» **WHAT IS NEEDED**
Reproduce each record exactly, but exclude every picture.

» **Data items**
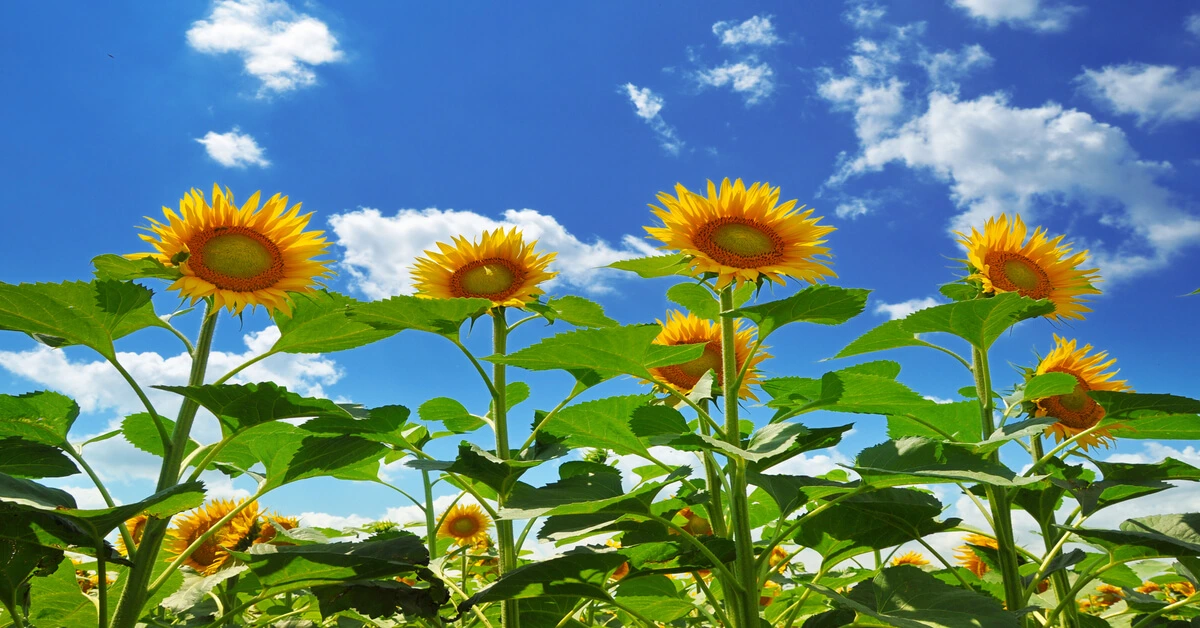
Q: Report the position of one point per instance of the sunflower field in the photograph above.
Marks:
(545, 531)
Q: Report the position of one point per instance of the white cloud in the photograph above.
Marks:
(277, 46)
(903, 309)
(233, 149)
(1033, 15)
(647, 106)
(754, 79)
(755, 31)
(1155, 94)
(379, 250)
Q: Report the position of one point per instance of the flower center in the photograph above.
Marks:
(235, 258)
(741, 243)
(1017, 273)
(489, 279)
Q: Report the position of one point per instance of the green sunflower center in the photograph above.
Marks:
(235, 258)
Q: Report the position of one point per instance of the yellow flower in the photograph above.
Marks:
(238, 256)
(690, 329)
(137, 525)
(501, 267)
(913, 557)
(465, 524)
(743, 235)
(1077, 412)
(1041, 268)
(969, 558)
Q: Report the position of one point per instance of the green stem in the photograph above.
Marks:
(510, 618)
(739, 501)
(135, 594)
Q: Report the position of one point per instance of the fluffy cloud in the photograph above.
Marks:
(1033, 15)
(755, 31)
(903, 309)
(647, 106)
(751, 78)
(233, 149)
(277, 46)
(379, 250)
(1155, 94)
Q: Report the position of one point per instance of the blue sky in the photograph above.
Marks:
(402, 124)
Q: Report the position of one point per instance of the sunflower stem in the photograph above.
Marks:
(136, 591)
(499, 414)
(747, 609)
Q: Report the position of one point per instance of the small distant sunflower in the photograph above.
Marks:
(239, 256)
(465, 524)
(137, 526)
(742, 234)
(690, 329)
(1039, 268)
(969, 558)
(1077, 412)
(913, 557)
(501, 267)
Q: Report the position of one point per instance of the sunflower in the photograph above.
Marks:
(1041, 268)
(690, 329)
(913, 557)
(1077, 412)
(213, 554)
(137, 525)
(501, 267)
(967, 556)
(238, 256)
(465, 524)
(743, 235)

» **EXERCISE ANSWER**
Q: Report the position of one point per instance of the sunflower field in the photograph above.
Marks:
(545, 531)
Q: Report the position of one point per instance of the white cloud in the photograph above.
Marks:
(277, 46)
(903, 309)
(233, 149)
(1033, 15)
(647, 106)
(754, 79)
(755, 31)
(1155, 94)
(379, 250)
Q: Report the position of one point per instance of the flower center in the photograph above.
Marks:
(235, 258)
(741, 243)
(1017, 273)
(489, 279)
Q: Report the position of one point per instance of the green sunflower center in the photograph above.
Marks:
(235, 258)
Q: Report the position of one point per instance of the yellow flower in the photograph above.
Marks:
(238, 256)
(690, 329)
(137, 525)
(501, 267)
(913, 557)
(465, 524)
(743, 235)
(1077, 412)
(1041, 268)
(969, 558)
Q: Report the position of one point per instance of the green stem in the photograph above.
Marks:
(510, 618)
(739, 501)
(135, 594)
Q: Report the position of one point per instance of the fluffy cloud in the photograph above.
Marks:
(1033, 15)
(755, 31)
(903, 309)
(647, 106)
(751, 78)
(233, 149)
(277, 46)
(379, 250)
(1155, 94)
Q: Report the position of one point per instance of the blue sky in the photograph above.
Marks:
(402, 124)
Q: Report the position of one point per instance of the sunflower stem in the photograph above.
Marks:
(136, 591)
(499, 414)
(747, 609)
Q: Report the position of one point per instance of the small distant sunflower in the photograph above.
Marks:
(239, 256)
(465, 524)
(137, 526)
(742, 234)
(690, 329)
(1039, 268)
(969, 558)
(1077, 412)
(913, 557)
(501, 267)
Q: Report the position of one point per instance of the sunflower in the photograph above.
Marks:
(1041, 268)
(690, 329)
(913, 557)
(1077, 412)
(213, 554)
(137, 525)
(501, 267)
(967, 556)
(238, 256)
(465, 524)
(743, 235)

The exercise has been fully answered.